Exactly and only the lines from the one containing "the wooden stilt" through the close of the entries below are to be set down.

▬▬▬

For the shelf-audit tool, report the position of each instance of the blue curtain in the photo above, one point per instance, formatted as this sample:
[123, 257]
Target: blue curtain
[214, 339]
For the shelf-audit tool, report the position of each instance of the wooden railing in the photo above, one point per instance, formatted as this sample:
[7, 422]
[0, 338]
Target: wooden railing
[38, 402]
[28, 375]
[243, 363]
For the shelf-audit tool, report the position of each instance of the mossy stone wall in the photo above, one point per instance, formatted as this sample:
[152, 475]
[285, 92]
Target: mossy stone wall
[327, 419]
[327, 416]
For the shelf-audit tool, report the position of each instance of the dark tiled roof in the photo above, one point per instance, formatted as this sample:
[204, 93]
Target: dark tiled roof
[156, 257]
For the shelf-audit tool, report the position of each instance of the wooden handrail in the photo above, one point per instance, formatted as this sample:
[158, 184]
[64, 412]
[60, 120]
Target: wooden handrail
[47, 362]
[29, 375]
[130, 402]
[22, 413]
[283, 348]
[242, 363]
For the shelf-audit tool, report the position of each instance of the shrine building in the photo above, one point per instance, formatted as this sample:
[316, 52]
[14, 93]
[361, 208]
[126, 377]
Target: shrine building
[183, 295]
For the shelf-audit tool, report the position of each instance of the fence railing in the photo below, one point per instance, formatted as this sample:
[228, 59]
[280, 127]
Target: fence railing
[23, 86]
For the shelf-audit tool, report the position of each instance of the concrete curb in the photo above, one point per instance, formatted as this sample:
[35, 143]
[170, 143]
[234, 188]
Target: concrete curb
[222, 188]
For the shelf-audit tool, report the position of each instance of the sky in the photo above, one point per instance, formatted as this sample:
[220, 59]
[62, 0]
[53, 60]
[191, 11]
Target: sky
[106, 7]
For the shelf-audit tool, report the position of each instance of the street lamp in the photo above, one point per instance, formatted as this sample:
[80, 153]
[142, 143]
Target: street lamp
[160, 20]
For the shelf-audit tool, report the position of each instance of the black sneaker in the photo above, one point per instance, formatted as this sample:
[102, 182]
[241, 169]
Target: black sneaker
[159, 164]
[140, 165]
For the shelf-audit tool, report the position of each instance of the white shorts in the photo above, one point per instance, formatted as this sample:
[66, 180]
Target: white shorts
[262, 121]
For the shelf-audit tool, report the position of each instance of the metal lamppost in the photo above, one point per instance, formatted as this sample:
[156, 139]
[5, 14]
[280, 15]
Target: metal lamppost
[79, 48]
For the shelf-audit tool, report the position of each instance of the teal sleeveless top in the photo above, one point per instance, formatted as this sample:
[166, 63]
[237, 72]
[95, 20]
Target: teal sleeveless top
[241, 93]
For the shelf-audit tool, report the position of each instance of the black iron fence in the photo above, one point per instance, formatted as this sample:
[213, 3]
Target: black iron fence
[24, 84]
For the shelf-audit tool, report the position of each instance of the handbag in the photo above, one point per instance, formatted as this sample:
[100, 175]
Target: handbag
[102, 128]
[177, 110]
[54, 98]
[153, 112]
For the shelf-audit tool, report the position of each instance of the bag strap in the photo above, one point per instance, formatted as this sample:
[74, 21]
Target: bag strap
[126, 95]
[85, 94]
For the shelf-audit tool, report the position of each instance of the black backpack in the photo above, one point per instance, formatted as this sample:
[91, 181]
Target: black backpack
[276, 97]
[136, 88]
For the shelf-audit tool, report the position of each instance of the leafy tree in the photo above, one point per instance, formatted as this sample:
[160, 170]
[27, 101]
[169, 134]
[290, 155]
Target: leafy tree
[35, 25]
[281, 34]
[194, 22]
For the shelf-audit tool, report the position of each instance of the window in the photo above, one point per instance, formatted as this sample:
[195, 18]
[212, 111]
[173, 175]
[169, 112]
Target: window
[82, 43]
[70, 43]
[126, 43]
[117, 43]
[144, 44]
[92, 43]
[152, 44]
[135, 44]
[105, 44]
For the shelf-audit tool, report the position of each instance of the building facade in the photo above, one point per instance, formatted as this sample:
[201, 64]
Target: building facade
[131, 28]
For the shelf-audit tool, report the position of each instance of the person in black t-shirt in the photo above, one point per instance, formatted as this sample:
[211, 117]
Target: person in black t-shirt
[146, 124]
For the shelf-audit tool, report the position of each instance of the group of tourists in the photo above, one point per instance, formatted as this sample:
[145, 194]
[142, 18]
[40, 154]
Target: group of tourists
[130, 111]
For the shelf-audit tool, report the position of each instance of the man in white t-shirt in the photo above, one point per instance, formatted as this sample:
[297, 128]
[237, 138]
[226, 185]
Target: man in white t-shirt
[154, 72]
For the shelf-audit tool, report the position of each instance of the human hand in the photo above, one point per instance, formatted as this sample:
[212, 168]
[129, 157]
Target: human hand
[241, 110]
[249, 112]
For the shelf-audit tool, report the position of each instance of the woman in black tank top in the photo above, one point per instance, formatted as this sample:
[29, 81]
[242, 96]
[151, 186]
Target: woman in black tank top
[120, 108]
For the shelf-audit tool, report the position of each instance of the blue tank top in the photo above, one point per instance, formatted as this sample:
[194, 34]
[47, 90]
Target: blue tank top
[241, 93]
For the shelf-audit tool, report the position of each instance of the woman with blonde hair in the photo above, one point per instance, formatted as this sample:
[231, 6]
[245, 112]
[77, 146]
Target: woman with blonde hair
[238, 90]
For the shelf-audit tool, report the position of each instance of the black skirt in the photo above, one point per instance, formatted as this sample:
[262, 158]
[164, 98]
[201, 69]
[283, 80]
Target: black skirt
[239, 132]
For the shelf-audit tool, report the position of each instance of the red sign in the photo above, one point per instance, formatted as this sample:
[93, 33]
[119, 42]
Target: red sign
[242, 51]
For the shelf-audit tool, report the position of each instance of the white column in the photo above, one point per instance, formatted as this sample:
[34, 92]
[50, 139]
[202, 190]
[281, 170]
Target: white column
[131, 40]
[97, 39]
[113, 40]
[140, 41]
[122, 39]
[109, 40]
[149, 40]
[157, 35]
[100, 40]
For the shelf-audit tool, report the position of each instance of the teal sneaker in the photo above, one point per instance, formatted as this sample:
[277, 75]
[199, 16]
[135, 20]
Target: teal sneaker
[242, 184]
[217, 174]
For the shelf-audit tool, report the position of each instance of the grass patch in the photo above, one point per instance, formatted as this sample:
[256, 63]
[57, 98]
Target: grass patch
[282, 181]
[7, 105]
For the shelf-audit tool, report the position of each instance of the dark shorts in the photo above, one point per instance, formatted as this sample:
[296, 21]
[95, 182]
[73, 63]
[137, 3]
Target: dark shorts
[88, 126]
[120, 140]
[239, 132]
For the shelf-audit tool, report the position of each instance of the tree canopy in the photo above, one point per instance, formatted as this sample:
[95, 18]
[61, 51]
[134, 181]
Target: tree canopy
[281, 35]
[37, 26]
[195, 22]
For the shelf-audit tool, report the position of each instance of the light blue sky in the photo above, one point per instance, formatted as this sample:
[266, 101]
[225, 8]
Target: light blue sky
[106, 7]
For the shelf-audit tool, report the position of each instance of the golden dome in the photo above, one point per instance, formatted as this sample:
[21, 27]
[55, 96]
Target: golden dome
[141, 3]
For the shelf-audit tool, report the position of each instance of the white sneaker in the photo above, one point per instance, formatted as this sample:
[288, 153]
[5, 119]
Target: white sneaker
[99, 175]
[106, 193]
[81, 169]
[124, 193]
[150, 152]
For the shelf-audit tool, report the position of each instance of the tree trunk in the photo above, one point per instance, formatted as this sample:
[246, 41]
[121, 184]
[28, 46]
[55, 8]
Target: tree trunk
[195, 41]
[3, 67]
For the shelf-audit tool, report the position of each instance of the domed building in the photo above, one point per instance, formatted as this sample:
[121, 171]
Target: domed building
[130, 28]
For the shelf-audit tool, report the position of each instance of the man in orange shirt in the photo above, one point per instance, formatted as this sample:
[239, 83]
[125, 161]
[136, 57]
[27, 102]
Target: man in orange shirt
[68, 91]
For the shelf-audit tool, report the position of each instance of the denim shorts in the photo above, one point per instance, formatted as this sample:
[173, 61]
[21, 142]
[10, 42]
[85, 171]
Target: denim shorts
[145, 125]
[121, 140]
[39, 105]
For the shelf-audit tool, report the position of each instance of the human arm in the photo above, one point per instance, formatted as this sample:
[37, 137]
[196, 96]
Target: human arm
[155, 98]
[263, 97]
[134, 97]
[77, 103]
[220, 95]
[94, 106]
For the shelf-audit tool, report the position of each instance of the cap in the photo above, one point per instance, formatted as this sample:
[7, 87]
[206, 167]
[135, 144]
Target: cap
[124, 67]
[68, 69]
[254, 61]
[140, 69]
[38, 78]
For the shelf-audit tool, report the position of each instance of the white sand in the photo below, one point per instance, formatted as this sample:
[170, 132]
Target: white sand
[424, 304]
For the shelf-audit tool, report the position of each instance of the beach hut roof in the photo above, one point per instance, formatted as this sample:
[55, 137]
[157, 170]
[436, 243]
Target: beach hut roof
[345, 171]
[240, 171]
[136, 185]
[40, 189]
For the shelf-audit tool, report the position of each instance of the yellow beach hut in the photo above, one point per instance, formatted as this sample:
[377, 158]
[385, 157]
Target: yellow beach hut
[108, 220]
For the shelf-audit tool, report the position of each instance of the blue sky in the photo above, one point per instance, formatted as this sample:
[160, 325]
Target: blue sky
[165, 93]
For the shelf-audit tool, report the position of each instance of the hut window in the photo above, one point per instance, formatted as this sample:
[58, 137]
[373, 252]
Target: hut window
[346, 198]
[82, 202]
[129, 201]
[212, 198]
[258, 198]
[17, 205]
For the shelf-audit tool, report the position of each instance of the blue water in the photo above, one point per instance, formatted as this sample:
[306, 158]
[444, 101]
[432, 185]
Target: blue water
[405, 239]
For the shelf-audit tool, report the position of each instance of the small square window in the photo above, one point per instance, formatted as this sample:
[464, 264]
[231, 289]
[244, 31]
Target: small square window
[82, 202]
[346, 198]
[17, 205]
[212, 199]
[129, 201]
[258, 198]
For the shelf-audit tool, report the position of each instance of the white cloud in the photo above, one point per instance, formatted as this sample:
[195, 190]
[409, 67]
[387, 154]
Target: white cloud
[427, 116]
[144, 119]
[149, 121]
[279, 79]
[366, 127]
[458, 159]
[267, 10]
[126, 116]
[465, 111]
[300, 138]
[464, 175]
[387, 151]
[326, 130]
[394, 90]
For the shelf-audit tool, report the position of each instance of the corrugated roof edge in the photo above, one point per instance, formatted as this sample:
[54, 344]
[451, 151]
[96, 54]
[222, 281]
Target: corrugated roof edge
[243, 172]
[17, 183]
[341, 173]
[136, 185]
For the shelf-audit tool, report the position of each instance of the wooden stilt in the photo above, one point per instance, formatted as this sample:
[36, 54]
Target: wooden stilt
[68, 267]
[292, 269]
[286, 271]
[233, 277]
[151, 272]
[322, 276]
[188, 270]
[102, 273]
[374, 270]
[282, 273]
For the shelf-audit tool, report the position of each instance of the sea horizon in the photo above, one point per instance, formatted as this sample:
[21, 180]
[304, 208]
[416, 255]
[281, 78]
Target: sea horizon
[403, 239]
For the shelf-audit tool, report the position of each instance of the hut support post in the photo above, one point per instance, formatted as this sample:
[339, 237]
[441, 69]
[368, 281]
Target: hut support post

▬▬▬

- **TASK ANSWER**:
For the shelf-audit tool, report the position of each instance of the wooden stilt in the photo above, one point per instance, formatted as this sample:
[36, 54]
Target: wooden stilt
[68, 267]
[292, 269]
[286, 271]
[233, 277]
[151, 272]
[322, 276]
[188, 270]
[102, 273]
[374, 270]
[282, 273]
For the shelf-audit tool, report the position of each instance of the sea horizon in the photo above, one point per instance, formatted as this sample:
[21, 180]
[304, 208]
[416, 255]
[281, 78]
Target: sea horizon
[403, 239]
For the shelf-audit tool, report the position of each instance of the hut support post in the photo above, one point per instance, formatted as this sample:
[339, 237]
[441, 69]
[368, 281]
Target: hut support post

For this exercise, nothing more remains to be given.